→ **TASK STATEMENT**: Write out the listing exactly as it is given.

→ **SUPPLIED ENTRIES**:
▼
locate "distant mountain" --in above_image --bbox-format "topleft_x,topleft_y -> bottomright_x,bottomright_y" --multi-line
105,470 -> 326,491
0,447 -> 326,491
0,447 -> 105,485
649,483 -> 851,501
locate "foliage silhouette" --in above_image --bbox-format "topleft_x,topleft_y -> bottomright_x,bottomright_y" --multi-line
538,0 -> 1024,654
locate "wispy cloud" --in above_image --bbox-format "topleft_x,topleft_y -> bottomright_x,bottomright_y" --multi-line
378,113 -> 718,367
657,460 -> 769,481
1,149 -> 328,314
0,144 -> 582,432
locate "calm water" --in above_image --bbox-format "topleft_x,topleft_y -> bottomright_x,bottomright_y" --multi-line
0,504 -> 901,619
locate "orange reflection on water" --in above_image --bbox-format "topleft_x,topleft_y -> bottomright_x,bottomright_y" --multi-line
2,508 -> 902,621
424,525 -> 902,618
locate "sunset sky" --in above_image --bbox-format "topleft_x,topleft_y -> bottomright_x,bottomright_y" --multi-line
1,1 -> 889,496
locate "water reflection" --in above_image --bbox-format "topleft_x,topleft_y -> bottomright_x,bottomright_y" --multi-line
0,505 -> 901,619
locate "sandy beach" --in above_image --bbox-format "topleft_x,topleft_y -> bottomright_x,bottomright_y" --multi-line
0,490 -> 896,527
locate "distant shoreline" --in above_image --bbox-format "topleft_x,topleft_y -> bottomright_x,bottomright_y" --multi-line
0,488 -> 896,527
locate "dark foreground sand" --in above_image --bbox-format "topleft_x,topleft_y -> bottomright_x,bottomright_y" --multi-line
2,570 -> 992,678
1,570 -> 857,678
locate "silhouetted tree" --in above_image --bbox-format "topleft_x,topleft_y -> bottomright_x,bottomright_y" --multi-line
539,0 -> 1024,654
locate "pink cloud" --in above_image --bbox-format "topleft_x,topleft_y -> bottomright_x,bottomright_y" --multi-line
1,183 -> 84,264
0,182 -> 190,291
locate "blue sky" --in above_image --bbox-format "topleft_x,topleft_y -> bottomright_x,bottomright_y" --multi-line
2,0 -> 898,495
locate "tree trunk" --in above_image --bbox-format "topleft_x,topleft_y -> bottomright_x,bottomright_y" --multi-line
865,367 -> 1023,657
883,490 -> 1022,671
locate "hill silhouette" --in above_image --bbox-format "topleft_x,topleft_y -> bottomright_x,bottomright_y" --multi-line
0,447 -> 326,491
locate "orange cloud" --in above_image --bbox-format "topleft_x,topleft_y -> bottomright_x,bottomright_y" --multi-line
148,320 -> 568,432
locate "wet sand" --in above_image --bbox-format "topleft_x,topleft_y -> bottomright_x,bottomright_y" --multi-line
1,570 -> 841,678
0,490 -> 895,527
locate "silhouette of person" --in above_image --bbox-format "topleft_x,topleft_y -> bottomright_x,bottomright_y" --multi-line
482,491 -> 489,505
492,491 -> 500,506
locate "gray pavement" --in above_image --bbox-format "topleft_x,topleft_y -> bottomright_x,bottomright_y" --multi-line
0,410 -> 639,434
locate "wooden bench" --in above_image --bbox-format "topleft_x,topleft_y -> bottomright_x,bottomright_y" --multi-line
▲
→ **WRITTEN RESPONSE**:
locate "distant mountain" --in above_image --bbox-format "topleft_x,topleft_y -> bottomright_x,bottomright_y" --multi-line
105,470 -> 326,491
0,447 -> 326,491
0,447 -> 105,485
649,483 -> 851,501
locate "foliage silhouette" --in above_image --bbox-format "topleft_x,topleft_y -> bottomright_x,bottomright_y" --multi-line
538,0 -> 1024,654
locate "wispy cloud" --in above_image --bbox-format "topleft_x,topleft_y -> bottomright_x,bottomright_y" --multi-line
378,113 -> 718,367
657,460 -> 769,481
1,149 -> 328,314
0,144 -> 582,432
locate "calm water" --in above_image --bbox-format "topleft_x,topleft_y -> bottomright_x,bottomright_y" --multi-line
0,504 -> 901,619
locate "orange reflection on water" --in above_image --bbox-format "topleft_x,topleft_y -> bottomright_x,bottomright_y" --multi-line
2,508 -> 902,621
424,525 -> 902,618
locate "sunset sky" --in above_image --bbox-format "topleft_x,topleft_y -> bottomright_x,bottomright_y" --multi-line
1,1 -> 889,496
locate "water reflection" --in above_image --bbox-format "topleft_x,topleft_y -> bottomright_x,bottomright_y" --multi-line
0,505 -> 901,619
locate "sandy beach" --in above_image --bbox-format "topleft_x,topleft_y -> bottomright_x,bottomright_y" --multi-line
0,490 -> 896,527
locate "distant shoreline" --in above_image --bbox-format "topleft_x,topleft_y -> bottomright_x,bottomright_y" --multi-line
0,488 -> 896,527
locate "dark foreground sand" --in above_image --bbox-format "topleft_x,topleft_y -> bottomright_x,bottomright_y" --multi-line
2,570 -> 992,678
1,570 -> 857,678
locate "silhouetted tree" --in above_image --bbox-format "topleft_x,topleft_y -> bottomright_x,bottomright_y" --multi-line
539,0 -> 1024,654
locate "pink cloud" --in above_image --bbox-format "topleft_x,topleft_y -> bottomright_x,bottomright_y" --multi-line
1,183 -> 84,264
0,182 -> 190,291
locate "blue sky" --in above_image --bbox-format "topleft_x,topleft_y -> bottomright_x,bottomright_y" --multi-line
2,0 -> 898,495
locate "tree trunk" --in above_image --bbox-format "topleft_x,topleft_y -> bottomright_x,bottomright_y" --multi-line
865,367 -> 1023,657
883,490 -> 1022,671
locate "hill silhouette" --in above_image --bbox-format "topleft_x,topleft_y -> bottomright_x,bottomright_y" --multi-line
0,447 -> 326,491
locate "orange cloud" --in above_image --bbox-format "topleft_x,topleft_y -> bottomright_x,bottomright_y" --multi-line
148,320 -> 568,432
locate "wet sand" --in above_image --bbox-format "topleft_x,topleft_y -> bottomright_x,bottomright_y" --multi-line
1,570 -> 841,678
0,490 -> 895,527
locate "silhouette of person" --in above_image --bbox-format "topleft_x,topleft_y -> bottomright_x,bottomright_y" --multi-line
482,491 -> 489,505
492,491 -> 500,506
locate "gray pavement" --in above_image --bbox-format "topleft_x,topleft_y -> bottomright_x,bottomright_y" --multi-line
0,410 -> 639,434
locate "wooden bench" --in above_image --bbox-format "topleft_x,topleft_y -> bottomright_x,bottomright_y" --multi-line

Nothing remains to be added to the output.